* [PROBLEM DESCRIPTION]: Your task is to restate the data word for word.

── GIVEN RECORDS

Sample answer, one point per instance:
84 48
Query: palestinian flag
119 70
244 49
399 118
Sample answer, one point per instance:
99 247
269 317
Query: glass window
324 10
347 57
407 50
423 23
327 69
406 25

────

* [RESULT OF THE EXERCISE]:
Sample answer, one point per instance:
84 48
Query: palestinian flag
119 70
244 49
399 118
Sample answer, one point per instance:
99 247
269 317
Query: glass window
324 10
347 57
407 50
423 23
327 69
406 25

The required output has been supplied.